= WHAT YOU NEED TO DO =
Can you output the records below exactly as they are written?

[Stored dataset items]
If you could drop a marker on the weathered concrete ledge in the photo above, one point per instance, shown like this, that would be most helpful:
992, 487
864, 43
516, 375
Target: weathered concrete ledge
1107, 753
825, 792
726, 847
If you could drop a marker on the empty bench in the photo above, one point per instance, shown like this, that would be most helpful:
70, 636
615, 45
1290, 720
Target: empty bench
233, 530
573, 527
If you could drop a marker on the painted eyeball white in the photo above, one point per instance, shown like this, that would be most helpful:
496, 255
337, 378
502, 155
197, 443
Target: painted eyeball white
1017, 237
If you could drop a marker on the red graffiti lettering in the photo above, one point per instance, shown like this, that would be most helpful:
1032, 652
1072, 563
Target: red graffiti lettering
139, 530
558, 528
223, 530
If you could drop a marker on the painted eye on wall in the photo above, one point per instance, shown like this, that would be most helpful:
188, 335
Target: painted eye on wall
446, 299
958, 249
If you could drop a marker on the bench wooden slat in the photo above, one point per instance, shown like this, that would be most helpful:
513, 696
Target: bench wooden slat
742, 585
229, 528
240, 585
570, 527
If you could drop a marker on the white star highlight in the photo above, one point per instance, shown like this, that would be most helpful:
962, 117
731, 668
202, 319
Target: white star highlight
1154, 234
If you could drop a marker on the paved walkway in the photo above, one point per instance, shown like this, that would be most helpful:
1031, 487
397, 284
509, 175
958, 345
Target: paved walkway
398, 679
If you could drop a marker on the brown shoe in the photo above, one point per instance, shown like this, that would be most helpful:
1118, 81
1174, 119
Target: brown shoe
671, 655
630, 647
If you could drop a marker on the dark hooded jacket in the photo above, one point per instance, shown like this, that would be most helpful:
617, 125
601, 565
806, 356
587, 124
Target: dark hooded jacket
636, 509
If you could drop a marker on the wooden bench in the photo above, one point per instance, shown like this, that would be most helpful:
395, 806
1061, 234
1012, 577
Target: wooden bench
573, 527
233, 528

= TASK OUTPUT =
If you could drop a marker on the weathered concrete ledge in the photo above, one point per instance, shown like this, that would be most helpful:
992, 487
864, 43
516, 375
Target: weathered concrete ledge
1107, 753
825, 792
726, 847
If you could drop a marker on the empty bench in the photo above, one point per instance, shown like this, that would be most helpful:
70, 636
615, 45
1290, 720
Target: empty bench
233, 530
573, 527
If you could drop a marker on the painted eyeball white in the photo above, one point per instance, shown like this, that would be most helpful:
496, 255
337, 378
502, 155
197, 443
Target: painted eyeball white
1017, 237
If you could drop a marker on the red graffiti lettering in the photo above, one point per instance, shown like this, that would be most helpful:
1032, 652
1072, 563
Target: red graffiti lettering
139, 530
558, 528
223, 530
If you could drop a marker on the painted eye on wall in the photo above, one point per instance, shown like this, that would be most helpful:
188, 335
Target: painted eye on wall
446, 299
958, 249
If you could drop a marker on the bench wooden slat in the photo above, one point per instance, shown like this, that would be most helpful:
513, 696
Target: bench wooden slat
742, 585
229, 528
240, 585
570, 527
If you could drop a marker on the white star highlight in the photo above, one point per instance, shown like this, that would be most helpful:
962, 117
731, 668
202, 319
Target: white star highlight
1154, 234
If you could drop a marker on the paved walkway in the photo above, one point per instance, shown like this, that would be most helpful:
1031, 487
397, 284
509, 175
958, 345
Target: paved walkway
398, 679
If you could drop a marker on the brown shoe in the photo above, one point per instance, shown like this, that would be most helpful:
1118, 81
1174, 119
Target: brown shoe
671, 655
630, 647
If you could drop a marker on the dark hooded jacket in the photo above, one point per instance, shown like this, that would be most helpful:
617, 125
601, 565
806, 356
587, 124
Target: dark hooded jacket
636, 509
If you could drop a marker on the wooden bench in the photo above, one point per instance, shown like this, that would be most helpful:
395, 806
1061, 234
1012, 577
Target: wooden bench
573, 527
233, 528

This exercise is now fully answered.